Excerpt
__________________________________________________
An exciting, 13-part essay series from the Stanford Social Innovation Review, in partnership with Encore.org and The Eisner Foundation, starts now.

By Stefanie Weiss | Mar 12, 2021

Illustration by Gracia Lam

“Brilliant inventors and good intentions created one age-segregated institution after another—preschools, high schools, senior centers, and assisted-living facilities—as the generations increasingly came to inhabit entirely separate spheres.”

— Marc Freedman & Trent Stamp, SSIR

Social innovation got us into this mess. Can social innovation get us out?

Today, the Stanford Social Innovation Review (SSIR), an award-winning and influential magazine and website, launched “Meeting the Multigenerational Moment,” a series of 13 essays that will answer that question — and put the field of intergenerational innovation on the map.

Published in partnership with Encore.org and The Eisner Foundation, the series shines a light on some of the most promising innovations that bring older and younger people together to solve some of our most pressing problems.

Encore.org CEO Marc Freedman and Eisner Foundation CEO Trent Stamp are the authors of the first essay in the series, “Overcoming Age Segregation.” The two experts explain how we got so divided, then call on social innovators to “be as creative in bringing people together across ages as we’ve been about splitting them apart.”
__________________________________________________
Entries provided
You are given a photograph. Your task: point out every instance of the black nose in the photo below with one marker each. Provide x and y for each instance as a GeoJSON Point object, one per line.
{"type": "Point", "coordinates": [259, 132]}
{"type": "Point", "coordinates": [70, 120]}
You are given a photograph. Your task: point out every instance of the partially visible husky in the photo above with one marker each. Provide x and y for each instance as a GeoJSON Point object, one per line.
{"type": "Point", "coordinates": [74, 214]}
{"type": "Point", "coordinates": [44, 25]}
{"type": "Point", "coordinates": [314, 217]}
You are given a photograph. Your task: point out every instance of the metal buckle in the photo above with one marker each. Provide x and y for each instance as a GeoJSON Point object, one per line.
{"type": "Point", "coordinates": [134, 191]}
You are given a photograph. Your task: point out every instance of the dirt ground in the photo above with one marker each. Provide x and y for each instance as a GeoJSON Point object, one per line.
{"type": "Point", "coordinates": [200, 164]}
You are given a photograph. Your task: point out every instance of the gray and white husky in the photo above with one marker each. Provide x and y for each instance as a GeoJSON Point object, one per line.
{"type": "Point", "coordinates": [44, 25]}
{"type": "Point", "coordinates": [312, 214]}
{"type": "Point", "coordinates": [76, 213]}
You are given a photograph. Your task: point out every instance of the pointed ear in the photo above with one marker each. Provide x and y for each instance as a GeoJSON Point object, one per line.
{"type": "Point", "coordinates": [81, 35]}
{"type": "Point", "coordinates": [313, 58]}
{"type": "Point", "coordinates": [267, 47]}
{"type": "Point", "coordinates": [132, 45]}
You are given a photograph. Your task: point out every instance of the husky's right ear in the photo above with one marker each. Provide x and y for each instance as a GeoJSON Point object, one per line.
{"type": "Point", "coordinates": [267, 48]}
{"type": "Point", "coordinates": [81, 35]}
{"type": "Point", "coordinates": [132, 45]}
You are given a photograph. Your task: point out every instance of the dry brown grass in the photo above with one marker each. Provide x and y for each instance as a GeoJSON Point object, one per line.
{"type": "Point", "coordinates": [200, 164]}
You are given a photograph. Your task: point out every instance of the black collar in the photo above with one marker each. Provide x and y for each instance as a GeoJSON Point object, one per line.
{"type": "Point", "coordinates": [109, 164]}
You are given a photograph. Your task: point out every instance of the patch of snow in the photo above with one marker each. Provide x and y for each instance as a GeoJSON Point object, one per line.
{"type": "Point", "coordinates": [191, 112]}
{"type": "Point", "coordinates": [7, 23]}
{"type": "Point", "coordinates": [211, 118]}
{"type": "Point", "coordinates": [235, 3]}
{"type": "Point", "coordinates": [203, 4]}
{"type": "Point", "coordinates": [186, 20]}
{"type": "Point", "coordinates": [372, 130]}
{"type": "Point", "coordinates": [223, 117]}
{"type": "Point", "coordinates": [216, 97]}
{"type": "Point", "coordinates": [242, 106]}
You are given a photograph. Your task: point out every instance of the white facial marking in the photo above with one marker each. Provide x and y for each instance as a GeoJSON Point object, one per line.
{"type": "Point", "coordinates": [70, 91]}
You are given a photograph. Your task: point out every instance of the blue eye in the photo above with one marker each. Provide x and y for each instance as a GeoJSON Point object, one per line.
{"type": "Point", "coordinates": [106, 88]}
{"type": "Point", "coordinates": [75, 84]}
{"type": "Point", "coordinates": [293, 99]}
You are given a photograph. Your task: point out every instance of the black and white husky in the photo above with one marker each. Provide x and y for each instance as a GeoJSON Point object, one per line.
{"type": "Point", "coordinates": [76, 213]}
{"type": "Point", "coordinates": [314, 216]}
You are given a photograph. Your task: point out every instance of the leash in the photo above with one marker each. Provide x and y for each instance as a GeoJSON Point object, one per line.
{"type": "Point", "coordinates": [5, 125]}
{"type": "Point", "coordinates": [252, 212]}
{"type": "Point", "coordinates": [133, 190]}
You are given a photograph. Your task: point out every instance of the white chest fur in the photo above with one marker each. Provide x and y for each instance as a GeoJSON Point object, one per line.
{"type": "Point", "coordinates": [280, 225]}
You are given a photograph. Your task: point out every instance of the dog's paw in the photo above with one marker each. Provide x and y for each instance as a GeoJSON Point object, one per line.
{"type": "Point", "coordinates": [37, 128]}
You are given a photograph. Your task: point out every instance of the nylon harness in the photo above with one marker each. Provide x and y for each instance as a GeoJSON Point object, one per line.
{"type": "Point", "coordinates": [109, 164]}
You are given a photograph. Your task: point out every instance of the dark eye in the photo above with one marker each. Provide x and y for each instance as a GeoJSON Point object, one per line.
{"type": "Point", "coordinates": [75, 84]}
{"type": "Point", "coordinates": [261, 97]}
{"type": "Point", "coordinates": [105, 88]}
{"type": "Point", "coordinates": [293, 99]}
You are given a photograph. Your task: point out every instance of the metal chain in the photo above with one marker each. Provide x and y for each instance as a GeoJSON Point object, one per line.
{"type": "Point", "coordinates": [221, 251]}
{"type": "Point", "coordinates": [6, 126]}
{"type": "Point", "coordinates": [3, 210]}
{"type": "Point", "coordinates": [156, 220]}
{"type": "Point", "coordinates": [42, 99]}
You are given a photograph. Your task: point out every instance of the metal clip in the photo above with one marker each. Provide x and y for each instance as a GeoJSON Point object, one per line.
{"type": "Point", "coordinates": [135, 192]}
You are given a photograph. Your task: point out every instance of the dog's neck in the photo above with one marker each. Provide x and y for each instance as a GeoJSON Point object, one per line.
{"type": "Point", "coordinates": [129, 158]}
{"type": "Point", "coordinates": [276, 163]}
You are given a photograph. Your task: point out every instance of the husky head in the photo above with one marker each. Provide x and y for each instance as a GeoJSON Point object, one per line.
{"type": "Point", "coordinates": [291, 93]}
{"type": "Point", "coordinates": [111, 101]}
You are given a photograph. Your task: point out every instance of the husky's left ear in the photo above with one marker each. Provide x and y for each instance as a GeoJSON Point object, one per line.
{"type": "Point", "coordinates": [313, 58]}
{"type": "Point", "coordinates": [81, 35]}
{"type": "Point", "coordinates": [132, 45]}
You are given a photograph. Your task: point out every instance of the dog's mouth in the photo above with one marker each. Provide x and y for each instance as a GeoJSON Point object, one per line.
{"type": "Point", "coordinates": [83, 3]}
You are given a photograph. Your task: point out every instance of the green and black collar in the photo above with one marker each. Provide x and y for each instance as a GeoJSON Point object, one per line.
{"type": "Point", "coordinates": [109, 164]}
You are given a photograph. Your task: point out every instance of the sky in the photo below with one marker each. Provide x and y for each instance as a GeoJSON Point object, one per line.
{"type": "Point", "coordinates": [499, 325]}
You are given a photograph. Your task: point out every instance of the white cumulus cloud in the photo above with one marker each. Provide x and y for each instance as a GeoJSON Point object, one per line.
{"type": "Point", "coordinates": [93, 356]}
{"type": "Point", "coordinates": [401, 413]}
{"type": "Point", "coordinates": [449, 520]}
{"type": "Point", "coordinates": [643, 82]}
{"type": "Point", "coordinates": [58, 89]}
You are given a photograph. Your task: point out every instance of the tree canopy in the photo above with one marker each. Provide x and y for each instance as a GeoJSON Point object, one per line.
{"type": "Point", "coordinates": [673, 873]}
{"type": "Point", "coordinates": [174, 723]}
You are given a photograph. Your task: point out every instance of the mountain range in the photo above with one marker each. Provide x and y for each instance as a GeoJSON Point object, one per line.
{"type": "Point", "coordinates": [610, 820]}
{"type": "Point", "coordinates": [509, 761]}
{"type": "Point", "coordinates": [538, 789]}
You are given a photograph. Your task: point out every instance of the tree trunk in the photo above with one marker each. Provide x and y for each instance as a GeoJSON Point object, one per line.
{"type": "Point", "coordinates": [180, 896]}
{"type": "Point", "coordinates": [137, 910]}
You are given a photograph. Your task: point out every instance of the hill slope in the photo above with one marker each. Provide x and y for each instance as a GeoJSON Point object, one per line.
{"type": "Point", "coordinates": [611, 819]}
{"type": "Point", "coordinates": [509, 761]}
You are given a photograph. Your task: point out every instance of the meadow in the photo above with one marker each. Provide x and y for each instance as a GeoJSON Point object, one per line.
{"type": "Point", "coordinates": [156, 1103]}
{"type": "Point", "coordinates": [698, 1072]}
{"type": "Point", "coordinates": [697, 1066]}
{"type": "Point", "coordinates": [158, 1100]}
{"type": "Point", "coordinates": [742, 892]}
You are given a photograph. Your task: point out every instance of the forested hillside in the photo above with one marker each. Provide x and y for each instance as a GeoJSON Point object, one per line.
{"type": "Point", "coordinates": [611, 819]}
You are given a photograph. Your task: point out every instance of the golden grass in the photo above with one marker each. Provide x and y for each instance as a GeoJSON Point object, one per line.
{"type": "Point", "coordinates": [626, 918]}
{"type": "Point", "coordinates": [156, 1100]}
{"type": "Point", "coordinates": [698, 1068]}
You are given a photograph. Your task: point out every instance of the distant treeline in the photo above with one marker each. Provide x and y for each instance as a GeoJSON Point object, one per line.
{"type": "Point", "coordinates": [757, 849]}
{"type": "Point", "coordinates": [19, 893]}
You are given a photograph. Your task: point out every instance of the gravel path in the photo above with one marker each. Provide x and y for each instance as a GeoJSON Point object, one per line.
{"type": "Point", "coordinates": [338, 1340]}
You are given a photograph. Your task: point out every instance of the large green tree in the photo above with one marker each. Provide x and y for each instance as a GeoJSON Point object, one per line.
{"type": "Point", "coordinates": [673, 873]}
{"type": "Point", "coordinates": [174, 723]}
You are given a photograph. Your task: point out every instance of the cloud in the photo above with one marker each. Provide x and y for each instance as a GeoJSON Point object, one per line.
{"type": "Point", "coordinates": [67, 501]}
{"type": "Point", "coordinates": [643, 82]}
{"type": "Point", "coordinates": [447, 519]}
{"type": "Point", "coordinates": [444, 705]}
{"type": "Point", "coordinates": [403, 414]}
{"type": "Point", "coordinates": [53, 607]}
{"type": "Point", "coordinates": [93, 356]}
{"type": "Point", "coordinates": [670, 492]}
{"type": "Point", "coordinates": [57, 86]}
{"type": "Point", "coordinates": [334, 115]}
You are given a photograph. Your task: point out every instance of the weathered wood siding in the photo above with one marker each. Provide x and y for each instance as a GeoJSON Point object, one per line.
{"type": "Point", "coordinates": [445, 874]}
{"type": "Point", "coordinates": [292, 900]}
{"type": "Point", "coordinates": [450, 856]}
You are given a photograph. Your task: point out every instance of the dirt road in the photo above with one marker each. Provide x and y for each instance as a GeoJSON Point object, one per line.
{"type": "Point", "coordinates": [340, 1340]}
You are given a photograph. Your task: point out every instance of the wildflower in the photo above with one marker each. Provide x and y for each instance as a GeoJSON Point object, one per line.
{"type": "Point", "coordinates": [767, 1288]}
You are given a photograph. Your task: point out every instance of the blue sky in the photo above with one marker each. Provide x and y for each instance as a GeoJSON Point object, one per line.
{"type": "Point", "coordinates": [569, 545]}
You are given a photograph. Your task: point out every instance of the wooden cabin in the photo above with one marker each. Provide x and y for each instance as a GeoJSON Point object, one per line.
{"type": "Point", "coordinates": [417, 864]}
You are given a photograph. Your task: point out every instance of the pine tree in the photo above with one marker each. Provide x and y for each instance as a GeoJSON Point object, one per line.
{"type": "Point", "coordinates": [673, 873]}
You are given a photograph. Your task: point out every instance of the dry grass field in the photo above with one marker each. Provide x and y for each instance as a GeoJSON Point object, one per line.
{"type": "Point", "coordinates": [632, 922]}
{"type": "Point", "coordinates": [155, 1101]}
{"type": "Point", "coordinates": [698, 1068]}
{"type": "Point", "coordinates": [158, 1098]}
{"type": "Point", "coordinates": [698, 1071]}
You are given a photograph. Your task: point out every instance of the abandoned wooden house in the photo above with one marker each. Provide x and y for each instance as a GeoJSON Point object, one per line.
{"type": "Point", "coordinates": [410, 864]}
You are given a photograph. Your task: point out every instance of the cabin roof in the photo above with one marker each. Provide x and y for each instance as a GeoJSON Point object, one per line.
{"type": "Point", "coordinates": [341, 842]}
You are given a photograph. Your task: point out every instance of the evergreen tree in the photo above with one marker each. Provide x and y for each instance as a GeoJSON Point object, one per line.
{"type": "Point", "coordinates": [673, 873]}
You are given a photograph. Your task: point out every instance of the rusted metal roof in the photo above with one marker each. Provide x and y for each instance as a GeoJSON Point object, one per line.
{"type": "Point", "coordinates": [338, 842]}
__________________________________________________
Objectives
(1) What is the title of the first essay in the series described in the announcement?
(2) Retype the part of the announcement that opens with the words containing "Illustration by Gracia" and closes with "on the map.".
(3) Continue the announcement about the SSIR essay series from where it stops.
The rows come from a different source than the announcement.

Answers for the exercise
(1) "Overcoming Age Segregation"

(2)
Illustration by Gracia Lam

“Brilliant inventors and good intentions created one age-segregated institution after another—preschools, high schools, senior centers, and assisted-living facilities—as the generations increasingly came to inhabit entirely separate spheres.”

— Marc Freedman & Trent Stamp, SSIR

Social innovation got us into this mess. Can social innovation get us out?

Today, the Stanford Social Innovation Review (SSIR), an award-winning and influential magazine and website, launched “Meeting the Multigenerational Moment,” a series of 13 essays that will answer that question — and put the field of intergenerational innovation on the map.

(3)
The other essays — written by a mix of social entrepreneurs, academic researchers, and philanthropic leaders — focus on intergenerational strategies to help meet critical needs like affordable housing, K-3 literacy, mentoring, support for foster families, connection, funding, and so much more. You can find the other essays that have already been published here:

Every Monday, from now through early June, SSIR will post a new essay, plus a new illustration created by the very talented Gracia Lam.

To make sure you don’t miss a thing:

  • Click here to read the entire series.
  • Connect with others who care about these issues by adding comments at the end of each essay.
  • Spread the word on your social media channels — LinkedIn, Twitter, Facebook, and Instagram.
  • And make sure you’re following Encore.org, a national nonprofit bridging generational divides, and The Eisner Foundation, the nation’s only foundation funding solely intergenerational work, on email and social media.

This series, as Freedman and Stamp write, is for “all those who believe fresh thinking and new social arrangements hold the potential to make the most of the multigenerational society already upon us.”

Hope that includes you!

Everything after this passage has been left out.